◆ **What is expected**
Retype the material below word for word, leaving out the pictures.

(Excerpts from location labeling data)
= = = = =

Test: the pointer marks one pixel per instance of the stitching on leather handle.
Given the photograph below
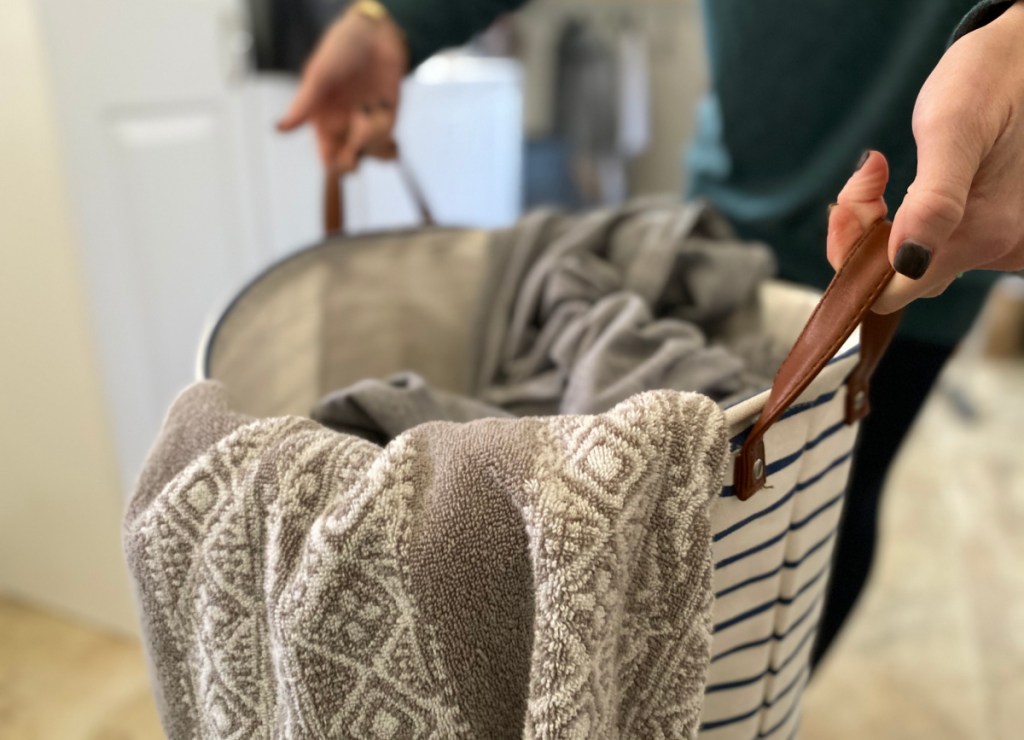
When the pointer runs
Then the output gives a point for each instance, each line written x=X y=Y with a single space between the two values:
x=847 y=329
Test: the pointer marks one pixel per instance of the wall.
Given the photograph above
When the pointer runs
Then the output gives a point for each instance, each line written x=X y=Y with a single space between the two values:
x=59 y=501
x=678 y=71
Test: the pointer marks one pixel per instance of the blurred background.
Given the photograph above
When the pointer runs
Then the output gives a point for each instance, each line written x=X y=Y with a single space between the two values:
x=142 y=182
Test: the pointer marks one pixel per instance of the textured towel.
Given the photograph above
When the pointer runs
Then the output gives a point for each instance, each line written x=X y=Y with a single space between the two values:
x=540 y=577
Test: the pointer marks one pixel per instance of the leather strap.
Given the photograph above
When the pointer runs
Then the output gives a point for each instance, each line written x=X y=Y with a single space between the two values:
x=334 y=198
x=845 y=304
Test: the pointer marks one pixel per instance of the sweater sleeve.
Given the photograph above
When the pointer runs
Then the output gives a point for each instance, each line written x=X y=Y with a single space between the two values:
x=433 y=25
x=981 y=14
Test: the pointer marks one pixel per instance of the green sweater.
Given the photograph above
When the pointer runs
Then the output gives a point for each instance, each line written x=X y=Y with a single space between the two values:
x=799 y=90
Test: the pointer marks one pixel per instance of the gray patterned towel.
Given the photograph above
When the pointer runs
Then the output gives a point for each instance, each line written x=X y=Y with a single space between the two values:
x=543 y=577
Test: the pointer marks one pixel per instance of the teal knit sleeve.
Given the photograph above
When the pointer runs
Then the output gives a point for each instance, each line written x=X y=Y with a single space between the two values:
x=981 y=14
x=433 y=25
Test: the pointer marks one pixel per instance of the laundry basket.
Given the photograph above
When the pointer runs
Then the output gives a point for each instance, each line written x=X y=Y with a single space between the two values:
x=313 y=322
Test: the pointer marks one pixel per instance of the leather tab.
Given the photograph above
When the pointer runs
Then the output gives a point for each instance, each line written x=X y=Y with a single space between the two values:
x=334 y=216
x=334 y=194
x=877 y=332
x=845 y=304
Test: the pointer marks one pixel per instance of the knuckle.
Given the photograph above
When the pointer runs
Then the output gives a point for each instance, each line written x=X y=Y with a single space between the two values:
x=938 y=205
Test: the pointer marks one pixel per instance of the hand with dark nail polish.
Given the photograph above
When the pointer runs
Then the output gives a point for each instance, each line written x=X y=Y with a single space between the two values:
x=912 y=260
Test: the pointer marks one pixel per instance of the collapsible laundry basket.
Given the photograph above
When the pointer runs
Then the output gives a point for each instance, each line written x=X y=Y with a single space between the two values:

= = = = =

◆ **The answer**
Test: the pointer marks one pixel per instance of the stitching on leather handle.
Given the photograph below
When the pointer runs
Then the output gives a point for each instance, each line written x=X y=Y with a single space between the two values:
x=847 y=329
Test: the pointer marks one pixel per instance of the wall.
Given the photograph above
When the pointer runs
Then the output gives a point for each instance, each line written x=X y=Y with a single space between the two values:
x=59 y=501
x=678 y=71
Test: the pointer marks one pixel per instance of the blurred background.
Given the photograph above
When the pointer runs
Then the output gives a point for each instance, each line written x=X y=Y with a single space between the two values:
x=142 y=182
Test: the pointer marks one pixel per instance of the textured towel.
Given the photograph above
When the pointer runs
Then the output gives a point for each instance, each line written x=X y=Y with a single space between the two values:
x=540 y=577
Test: the pointer marks one pixel per instance of the leather strap.
Given the photograph above
When the pointer runs
Then the output gives a point for each instance, each line written x=X y=Y with a single space between the two values:
x=334 y=198
x=845 y=304
Test: the pointer marks one pixel per instance of the sweater sleeve.
Given the photograph above
When the pointer runs
Then the output gives a point for each instance, each line written x=X y=Y with a single space between the two values:
x=433 y=25
x=981 y=14
Test: the pointer marks one pixel per instance of the green sweater.
Given the photograph above
When the pointer runs
Then the output gives a point for each instance, each line written x=X y=Y with a single space between the two values:
x=799 y=90
Test: the pointer marks one pixel per instance of the gray patterned towel.
Given the photograph above
When the pointer runs
Then the output gives a point for each instance, each line written x=X y=Y with a single space between the two values:
x=543 y=577
Test: the pointer marks one pixel per instance of the teal knit sleeve.
Given the photograph above
When the pointer runs
Then the output gives a point for each instance, each line written x=X y=Y with a single space between the two values:
x=981 y=14
x=433 y=25
Test: the pointer marks one pixel per instance of the laundry basket.
Given the photograph above
When the pointer runs
Then the output gives a point for each instance, each line written x=X y=Y with a single space between the two values:
x=313 y=322
Test: the pointer marks one pixel per instance of the leather tab.
Given the photograph above
When the pointer runs
Then the output gives a point for each instance, each line written x=X y=Y with a single space between the two values:
x=334 y=216
x=334 y=194
x=877 y=332
x=845 y=304
Test: the pointer marks one pixel per instance of the knuckle.
Given the photograph above
When the pointer runs
Then the output gives a point for each instance, each line written x=X y=Y with a single space between the two values:
x=938 y=205
Test: the pointer marks one pixel per instance of the hand with dark nail polish.
Given the photograph above
When the pointer runs
Then the output gives a point for each instance, each line written x=X y=Y with a single space between the two values:
x=912 y=260
Test: the pointer marks one pixel per instance of the collapsible laundry basket.
Given the photograph above
When the pointer runs
Then the output gives a point for each instance, each line written x=X y=Y with a single space between the two values:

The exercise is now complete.